Exercise description:
Extend the news brief on Russia's accusations of a British-backed fake news campaign after the Magnitogorsk building collapse, picking up after its final sentence.

Study text:
========

News Brief
Disinformation

Russia Accuses Britain of helping Ukrainian ‘Fake News’ Campaign After Deadly Apartment Block Collapse

The deadly collapse of an apartment block in central Russia on New Year’s Eve has triggered a new round of information war with Ukraine and its Western allies, with Kremlin-backed media accusing Ukraine and even Britain of spreading false claims that the disaster was caused by a terrorist attack.

At least 33 people died when the 10-storey building collapsed in the city of Magnitogorsk, 1000 miles east of Moscow, and many other residents are still missing.

Much of the Russian media coverage has focused on the “miracle” rescue of an 11-month-old baby from the rubble, 35 hours after the building fell.

But after reports circulated that the disaster was terror-related, the Russian state daily Komsomolskaya Pravda lashed out at what it called this “sheer heresy,” blaming it on a fake news campaign being run from Ukraine with British help.

The paper said that it was being organized through fake social media accounts purportedly representing Magnitogorsk residents, allegedly set up by the psychological operations department of Ukraine’s special forces, working with the British military’s “77th Brigade” information warfare unit.

Britain has become an increasingly prominent target of Russian government and media attacks amid continuing tensions between the two states over the attempted assassination of former Russian spy Sergei Skripal last year.

The Russian Foreign Ministry spokeswoman Maria Zakharova recently singled out the 77th Brigade, describing its alleged presence in Ukraine was “totally unacceptable.”

========

(Point-per-instance localization data)
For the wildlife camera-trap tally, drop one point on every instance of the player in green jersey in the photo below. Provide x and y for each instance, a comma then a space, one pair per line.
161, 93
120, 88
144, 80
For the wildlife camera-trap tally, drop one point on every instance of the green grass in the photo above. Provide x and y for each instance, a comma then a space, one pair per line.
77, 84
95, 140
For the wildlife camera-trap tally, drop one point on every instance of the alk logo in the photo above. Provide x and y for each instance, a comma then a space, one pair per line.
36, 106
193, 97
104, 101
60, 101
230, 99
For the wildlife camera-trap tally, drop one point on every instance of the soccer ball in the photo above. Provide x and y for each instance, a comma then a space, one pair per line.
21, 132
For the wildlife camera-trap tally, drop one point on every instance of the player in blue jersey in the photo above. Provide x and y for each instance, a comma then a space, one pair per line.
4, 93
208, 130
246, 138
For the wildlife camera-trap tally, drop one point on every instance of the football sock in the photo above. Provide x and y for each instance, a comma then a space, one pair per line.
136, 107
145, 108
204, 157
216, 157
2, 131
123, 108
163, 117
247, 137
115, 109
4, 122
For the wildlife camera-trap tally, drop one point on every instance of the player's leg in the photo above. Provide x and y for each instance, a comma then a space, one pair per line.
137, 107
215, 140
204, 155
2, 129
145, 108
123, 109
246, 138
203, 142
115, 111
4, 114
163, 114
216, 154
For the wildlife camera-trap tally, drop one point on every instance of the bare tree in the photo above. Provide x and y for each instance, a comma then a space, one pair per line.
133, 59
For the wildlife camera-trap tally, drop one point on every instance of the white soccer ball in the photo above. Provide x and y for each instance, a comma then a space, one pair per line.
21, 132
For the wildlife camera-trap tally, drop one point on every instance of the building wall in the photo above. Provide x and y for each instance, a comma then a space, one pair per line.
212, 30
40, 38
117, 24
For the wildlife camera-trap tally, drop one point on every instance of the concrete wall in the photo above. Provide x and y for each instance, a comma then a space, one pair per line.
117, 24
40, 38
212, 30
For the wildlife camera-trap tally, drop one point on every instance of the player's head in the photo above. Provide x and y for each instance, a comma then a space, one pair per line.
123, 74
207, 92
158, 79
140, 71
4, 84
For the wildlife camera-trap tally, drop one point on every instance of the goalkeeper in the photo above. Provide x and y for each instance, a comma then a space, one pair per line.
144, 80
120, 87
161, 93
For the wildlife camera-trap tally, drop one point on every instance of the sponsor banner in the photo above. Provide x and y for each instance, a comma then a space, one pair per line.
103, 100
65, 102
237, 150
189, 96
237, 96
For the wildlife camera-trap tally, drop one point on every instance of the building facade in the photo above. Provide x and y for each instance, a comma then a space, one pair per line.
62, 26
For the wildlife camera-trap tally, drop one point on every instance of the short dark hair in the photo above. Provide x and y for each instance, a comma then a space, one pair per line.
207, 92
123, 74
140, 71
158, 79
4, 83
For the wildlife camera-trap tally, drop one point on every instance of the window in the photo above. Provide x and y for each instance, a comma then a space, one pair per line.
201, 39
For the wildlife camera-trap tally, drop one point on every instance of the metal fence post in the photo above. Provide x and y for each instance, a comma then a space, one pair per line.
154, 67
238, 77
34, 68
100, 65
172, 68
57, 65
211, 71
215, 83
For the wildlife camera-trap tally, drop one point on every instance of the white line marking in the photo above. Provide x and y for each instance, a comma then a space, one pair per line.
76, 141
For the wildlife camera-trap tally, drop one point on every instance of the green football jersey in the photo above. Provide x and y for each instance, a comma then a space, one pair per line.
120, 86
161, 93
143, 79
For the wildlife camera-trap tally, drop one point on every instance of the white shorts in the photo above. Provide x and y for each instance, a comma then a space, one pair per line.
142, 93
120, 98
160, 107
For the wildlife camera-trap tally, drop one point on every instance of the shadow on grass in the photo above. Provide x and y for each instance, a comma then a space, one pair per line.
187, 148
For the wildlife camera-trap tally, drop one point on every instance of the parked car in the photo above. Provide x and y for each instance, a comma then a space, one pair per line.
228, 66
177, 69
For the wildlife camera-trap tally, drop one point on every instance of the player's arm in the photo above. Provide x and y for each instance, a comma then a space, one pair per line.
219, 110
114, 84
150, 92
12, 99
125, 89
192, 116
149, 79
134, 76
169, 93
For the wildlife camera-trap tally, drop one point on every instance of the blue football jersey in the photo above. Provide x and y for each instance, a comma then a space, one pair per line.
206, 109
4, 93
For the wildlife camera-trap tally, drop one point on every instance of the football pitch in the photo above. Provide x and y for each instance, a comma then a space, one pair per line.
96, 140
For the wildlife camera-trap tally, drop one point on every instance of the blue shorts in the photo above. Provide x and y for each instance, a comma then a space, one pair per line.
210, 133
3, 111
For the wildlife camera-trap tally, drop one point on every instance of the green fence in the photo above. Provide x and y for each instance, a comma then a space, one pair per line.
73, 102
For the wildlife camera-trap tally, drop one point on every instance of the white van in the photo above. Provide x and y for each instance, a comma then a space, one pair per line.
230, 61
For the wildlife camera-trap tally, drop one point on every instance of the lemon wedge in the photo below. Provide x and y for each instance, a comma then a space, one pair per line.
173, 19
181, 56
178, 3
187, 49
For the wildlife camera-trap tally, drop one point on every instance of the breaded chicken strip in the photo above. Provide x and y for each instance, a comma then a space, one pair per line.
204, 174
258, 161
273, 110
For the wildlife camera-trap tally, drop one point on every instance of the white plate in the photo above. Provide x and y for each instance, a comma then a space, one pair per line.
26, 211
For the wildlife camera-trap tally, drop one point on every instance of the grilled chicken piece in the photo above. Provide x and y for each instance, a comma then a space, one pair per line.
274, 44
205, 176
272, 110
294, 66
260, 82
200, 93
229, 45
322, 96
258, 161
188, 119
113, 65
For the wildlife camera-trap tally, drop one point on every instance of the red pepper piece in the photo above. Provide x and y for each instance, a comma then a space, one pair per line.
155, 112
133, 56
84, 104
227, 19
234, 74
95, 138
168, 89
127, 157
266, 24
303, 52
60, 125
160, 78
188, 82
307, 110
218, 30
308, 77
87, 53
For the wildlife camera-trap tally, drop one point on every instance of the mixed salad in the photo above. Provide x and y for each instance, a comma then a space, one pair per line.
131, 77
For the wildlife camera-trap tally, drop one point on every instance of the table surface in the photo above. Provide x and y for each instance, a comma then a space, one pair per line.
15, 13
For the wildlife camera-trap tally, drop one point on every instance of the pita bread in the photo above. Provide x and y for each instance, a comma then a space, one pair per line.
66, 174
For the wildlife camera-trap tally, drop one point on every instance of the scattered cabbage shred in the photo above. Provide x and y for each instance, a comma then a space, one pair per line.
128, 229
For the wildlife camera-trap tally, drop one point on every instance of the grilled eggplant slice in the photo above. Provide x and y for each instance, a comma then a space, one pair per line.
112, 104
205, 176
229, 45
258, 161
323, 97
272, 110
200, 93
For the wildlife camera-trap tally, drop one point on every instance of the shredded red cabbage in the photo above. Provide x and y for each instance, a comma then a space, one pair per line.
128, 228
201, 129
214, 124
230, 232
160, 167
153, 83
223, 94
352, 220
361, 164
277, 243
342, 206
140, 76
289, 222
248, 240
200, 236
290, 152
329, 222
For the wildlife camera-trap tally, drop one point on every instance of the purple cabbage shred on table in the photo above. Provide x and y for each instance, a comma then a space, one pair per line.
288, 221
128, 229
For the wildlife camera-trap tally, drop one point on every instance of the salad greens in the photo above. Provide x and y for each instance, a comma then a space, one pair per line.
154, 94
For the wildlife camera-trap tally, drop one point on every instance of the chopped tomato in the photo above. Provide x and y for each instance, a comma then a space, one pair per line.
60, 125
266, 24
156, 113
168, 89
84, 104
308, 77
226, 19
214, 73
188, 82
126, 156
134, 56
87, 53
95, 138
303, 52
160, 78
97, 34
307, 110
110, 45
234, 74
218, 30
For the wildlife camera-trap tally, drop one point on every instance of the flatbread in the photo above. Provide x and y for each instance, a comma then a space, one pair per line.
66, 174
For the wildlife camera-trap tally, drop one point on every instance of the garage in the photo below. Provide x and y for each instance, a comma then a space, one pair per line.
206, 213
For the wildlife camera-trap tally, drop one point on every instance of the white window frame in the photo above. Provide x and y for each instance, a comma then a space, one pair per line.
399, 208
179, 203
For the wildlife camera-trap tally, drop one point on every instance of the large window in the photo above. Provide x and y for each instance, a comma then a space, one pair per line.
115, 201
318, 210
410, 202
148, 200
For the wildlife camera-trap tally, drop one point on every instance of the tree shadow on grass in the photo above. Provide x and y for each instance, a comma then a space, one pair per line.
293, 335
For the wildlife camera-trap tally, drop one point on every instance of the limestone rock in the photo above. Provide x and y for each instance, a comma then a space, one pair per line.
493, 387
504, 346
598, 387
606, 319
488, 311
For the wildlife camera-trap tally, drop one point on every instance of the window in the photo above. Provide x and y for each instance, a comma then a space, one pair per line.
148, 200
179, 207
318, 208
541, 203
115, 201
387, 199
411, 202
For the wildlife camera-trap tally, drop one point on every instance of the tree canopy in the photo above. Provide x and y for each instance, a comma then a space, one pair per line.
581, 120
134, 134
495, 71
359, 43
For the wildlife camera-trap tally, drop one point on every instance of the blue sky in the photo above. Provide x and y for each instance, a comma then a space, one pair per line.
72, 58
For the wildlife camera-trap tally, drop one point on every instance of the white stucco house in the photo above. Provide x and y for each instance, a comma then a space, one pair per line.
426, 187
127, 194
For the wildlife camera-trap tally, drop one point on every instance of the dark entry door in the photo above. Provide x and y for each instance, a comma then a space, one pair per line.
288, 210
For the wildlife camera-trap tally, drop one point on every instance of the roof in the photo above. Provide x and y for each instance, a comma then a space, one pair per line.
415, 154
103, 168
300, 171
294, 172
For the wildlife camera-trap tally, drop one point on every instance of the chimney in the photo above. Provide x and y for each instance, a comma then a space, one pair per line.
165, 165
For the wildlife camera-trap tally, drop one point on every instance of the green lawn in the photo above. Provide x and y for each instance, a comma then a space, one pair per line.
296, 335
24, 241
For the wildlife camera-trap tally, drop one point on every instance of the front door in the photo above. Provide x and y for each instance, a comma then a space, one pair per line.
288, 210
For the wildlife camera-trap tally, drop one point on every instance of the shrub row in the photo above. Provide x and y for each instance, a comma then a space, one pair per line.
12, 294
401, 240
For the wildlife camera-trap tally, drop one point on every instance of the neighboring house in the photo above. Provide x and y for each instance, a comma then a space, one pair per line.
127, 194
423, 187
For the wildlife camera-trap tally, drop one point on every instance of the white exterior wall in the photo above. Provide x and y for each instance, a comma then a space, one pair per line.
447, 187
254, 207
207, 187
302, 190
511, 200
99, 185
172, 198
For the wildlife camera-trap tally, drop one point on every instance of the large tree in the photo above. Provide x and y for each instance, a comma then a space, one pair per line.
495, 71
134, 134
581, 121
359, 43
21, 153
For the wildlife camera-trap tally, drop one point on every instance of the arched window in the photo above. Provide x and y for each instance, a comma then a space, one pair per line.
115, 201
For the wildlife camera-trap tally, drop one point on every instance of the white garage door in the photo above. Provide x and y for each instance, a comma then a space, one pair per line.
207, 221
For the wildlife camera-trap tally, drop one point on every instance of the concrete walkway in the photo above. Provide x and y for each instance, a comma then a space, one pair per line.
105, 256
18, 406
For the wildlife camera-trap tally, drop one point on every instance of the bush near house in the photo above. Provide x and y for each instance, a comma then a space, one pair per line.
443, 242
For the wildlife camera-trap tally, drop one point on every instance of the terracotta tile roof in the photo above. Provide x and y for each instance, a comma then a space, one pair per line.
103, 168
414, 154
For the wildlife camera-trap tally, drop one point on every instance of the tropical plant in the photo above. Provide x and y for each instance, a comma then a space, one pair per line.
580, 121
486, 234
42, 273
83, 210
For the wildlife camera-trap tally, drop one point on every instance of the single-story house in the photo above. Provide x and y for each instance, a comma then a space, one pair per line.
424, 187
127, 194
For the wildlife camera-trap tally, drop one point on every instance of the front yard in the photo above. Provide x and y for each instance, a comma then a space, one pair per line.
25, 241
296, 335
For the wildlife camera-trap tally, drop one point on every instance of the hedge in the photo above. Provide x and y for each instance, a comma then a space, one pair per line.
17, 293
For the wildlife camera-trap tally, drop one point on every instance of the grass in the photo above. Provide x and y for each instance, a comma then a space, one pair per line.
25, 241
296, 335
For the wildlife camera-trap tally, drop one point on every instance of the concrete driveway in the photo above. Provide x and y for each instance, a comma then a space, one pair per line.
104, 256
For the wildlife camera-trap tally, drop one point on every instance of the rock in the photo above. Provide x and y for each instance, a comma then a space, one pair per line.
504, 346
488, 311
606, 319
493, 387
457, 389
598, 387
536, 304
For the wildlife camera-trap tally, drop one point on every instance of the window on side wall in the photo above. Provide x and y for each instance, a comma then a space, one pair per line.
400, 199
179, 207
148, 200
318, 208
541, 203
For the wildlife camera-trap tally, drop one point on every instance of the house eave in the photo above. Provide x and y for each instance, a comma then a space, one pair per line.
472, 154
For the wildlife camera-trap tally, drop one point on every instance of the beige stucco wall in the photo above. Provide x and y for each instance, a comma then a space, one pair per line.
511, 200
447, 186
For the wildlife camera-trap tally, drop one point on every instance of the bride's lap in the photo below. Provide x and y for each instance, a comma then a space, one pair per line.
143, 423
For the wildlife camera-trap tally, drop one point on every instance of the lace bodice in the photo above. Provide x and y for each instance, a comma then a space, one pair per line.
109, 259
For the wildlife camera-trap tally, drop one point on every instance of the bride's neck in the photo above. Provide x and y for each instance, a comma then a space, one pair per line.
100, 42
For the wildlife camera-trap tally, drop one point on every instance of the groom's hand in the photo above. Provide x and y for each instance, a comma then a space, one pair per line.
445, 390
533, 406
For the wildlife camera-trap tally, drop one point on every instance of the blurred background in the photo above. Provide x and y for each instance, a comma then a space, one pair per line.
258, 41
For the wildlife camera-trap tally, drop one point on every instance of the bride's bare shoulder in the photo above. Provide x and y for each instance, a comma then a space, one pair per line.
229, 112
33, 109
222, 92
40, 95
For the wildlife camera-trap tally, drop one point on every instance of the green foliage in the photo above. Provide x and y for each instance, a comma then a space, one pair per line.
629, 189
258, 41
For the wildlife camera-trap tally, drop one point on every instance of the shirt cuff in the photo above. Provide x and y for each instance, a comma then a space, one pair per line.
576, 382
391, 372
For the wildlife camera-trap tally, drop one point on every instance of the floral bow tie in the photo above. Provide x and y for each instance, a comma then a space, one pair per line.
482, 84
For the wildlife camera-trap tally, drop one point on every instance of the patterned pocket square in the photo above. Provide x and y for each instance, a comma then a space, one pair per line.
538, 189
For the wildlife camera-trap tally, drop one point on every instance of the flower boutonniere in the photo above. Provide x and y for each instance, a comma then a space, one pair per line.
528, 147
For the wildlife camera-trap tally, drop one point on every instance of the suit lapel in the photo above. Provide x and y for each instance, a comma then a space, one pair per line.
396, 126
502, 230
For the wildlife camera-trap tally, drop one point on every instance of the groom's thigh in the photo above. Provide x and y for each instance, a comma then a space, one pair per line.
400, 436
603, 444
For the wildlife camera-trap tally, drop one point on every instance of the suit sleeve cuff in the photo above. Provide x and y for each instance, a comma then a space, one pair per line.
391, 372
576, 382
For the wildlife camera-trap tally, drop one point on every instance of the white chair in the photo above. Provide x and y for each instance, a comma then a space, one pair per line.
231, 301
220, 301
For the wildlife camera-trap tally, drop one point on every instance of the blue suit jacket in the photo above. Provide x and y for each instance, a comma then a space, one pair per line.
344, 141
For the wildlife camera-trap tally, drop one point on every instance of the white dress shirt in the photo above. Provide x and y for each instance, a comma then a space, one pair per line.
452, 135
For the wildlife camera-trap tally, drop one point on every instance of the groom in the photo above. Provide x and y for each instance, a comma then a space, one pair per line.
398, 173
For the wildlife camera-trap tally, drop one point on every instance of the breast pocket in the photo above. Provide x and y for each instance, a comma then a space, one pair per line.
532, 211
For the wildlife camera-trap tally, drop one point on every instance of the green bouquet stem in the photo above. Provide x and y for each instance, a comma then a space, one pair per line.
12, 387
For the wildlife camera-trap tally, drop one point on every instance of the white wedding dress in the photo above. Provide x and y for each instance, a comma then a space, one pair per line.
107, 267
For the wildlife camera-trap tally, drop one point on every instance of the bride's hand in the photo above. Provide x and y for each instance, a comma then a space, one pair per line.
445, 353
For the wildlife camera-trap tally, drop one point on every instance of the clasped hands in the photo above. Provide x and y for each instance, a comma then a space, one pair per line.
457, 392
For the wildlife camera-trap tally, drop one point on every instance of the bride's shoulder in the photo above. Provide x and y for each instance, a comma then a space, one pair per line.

========

Result:
It’s still not clear what caused the apartment block to collapse. While the Russian authorities say that the most plausible cause was a gas leak, at least two Russian media outlets cited sources claiming that the blast was terrorism-related.

According to znak.com, investigators believe the blast originated in a second-floor apartment where an unidentified man was suspected of storing explosives for a planned attack on a local shopping center.

The Magnitogorsk disaster has rekindled memories of a series of explosions that destroyed apartment buildings in Moscow and other Russian cities in 1999, killing more than 300 people. Back then, critics accused the Russian security services of carrying out the explosions as part of a plot to ensure Putin would secure the presidency in elections held in March 2000.

Meanwhile, Kiev has accused Moscow of stepping up efforts to interfere in Ukraine’s presidential elections scheduled for March 31.

In an interview with the Kyiv-based news agency Interfax-Ukraine, the country’s interior minister, Arsen Avakov, warned that Russian meddling in Ukraine’s presidential election will be “colossal.”